Work order A: List every person named in The Prodigy review.
Work order B: According to The Prodigy review, how late were The Prodigy?
Work order C: Rewrite the stretch of The Prodigy review from "Photographer:Sara Bowrey" through "Rose's former fans.", with "mud" changed to "rain".

Extract to read:

The Prodigy - Download 2012 review

'Keith Flint and Maxim Reality look as dynamic and rave-ready as ever'

The Prodigy - Download 2012 review

Photographer:Sara Bowrey

Ali Ryland - 09 June 2012

No one could have expected the ghastly, unfortunate events of the day: the Glastonbury-esque mud, Europe cancelling, the Cancer Bats being moved to a headline slot, directly clashing with The Prodigy being some. And when the aforementioned Dance Titans being nearly a half hour late threatens to add to this calamitous Friday, it's hard not to feel as disenchanted as Axl Rose's former fans.

But you couldn't stay mad forever; tearing on with 'World's On Fire', Keith Flint and Maxim Reality manage to look as dynamic and rave-ready as ever. The next, wrenching pull into 'Breathe' definitely delivers, the electronic punk right at home with Flint's iconic, cocky presence.

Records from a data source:
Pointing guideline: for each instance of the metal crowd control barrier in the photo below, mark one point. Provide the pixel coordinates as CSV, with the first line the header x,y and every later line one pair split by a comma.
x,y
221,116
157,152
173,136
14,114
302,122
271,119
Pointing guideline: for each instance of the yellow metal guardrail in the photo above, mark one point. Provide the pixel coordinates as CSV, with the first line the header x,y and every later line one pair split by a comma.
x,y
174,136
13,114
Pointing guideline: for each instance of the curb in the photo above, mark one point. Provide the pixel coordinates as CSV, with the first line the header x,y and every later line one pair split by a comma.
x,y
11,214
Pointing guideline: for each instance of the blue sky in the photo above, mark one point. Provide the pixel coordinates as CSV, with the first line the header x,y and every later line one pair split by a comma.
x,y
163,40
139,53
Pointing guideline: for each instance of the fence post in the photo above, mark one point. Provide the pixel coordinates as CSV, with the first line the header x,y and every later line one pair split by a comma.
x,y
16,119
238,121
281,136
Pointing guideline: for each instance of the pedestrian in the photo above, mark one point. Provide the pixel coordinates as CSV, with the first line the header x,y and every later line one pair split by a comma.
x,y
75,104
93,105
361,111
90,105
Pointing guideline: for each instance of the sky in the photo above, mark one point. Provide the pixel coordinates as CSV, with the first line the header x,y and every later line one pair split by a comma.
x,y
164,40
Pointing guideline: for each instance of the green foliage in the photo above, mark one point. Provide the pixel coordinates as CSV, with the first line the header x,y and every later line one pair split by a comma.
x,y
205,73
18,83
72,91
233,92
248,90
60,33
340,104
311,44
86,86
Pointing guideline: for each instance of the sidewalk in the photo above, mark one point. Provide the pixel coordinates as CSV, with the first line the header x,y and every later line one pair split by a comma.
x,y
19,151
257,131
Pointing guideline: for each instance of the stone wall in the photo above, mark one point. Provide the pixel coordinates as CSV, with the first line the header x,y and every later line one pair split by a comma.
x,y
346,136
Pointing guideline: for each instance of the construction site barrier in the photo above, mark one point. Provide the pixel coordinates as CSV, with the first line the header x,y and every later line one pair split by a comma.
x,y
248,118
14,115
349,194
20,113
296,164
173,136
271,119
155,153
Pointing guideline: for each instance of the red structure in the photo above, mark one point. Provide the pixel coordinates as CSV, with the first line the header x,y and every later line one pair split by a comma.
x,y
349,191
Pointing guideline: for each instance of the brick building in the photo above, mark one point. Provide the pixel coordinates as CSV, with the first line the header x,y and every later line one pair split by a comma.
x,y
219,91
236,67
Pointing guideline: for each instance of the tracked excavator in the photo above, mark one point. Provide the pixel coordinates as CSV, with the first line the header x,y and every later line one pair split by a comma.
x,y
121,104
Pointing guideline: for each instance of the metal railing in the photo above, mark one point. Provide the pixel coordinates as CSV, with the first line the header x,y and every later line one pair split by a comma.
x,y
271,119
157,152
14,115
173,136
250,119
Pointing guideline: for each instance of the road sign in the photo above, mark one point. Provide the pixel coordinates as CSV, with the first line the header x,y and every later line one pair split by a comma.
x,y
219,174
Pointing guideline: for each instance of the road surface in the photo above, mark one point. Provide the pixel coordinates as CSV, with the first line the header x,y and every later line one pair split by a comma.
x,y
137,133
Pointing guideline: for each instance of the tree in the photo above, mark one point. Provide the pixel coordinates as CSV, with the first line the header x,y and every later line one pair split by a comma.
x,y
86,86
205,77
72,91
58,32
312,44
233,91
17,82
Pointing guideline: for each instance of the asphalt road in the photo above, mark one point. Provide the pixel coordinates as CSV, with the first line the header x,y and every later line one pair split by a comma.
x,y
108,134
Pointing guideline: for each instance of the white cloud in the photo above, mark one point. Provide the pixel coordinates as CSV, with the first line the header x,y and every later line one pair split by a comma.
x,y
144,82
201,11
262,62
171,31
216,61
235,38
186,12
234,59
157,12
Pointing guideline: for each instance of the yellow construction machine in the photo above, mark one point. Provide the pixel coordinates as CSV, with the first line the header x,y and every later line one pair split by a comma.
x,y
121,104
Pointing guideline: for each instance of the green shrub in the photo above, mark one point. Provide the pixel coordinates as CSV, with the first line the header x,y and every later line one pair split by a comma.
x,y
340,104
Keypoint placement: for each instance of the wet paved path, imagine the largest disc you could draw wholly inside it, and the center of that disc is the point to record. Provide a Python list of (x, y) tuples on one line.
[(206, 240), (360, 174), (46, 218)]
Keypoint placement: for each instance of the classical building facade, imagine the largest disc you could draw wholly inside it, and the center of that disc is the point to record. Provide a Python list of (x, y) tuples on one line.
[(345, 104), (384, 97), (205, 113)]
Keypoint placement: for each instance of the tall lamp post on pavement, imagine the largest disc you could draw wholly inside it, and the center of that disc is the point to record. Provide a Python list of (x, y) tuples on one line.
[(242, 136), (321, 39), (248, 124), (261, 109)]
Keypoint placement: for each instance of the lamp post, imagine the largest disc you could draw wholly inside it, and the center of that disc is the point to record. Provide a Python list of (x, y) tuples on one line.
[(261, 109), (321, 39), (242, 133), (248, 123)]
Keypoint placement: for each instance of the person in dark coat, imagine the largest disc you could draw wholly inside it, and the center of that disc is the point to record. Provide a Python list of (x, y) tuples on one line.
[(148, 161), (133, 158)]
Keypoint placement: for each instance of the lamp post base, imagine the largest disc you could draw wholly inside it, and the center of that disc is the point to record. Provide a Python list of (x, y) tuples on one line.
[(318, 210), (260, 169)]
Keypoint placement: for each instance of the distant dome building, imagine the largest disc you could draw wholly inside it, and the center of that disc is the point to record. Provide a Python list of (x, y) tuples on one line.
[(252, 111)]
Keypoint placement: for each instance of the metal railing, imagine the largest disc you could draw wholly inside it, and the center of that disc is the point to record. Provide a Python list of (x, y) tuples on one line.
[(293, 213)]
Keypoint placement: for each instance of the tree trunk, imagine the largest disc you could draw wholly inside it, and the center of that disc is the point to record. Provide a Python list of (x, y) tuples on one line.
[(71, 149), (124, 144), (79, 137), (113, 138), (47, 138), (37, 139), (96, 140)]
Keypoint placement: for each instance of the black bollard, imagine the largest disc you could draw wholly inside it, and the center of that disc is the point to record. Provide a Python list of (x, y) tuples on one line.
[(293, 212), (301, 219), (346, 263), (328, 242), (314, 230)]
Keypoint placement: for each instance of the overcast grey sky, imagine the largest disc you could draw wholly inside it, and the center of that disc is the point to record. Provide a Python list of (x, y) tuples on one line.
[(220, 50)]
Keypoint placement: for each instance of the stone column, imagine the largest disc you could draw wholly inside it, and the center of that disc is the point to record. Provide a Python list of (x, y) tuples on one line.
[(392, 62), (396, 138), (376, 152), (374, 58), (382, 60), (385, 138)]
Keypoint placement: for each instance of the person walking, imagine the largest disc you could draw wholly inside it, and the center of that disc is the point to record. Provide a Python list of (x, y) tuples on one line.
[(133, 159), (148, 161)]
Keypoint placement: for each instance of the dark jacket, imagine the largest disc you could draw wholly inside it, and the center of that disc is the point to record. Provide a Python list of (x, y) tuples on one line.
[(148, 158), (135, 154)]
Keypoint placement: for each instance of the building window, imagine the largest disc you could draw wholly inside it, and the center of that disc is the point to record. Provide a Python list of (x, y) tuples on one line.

Exercise output A: Sara Bowrey, Ali Ryland, Keith Flint, Maxim Reality, Axl Rose

Exercise output B: Nearly a half hour late.

Exercise output C:
Photographer:Sara Bowrey

Ali Ryland - 09 June 2012

No one could have expected the ghastly, unfortunate events of the day: the Glastonbury-esque rain, Europe cancelling, the Cancer Bats being moved to a headline slot, directly clashing with The Prodigy being some. And when the aforementioned Dance Titans being nearly a half hour late threatens to add to this calamitous Friday, it's hard not to feel as disenchanted as Axl Rose's former fans.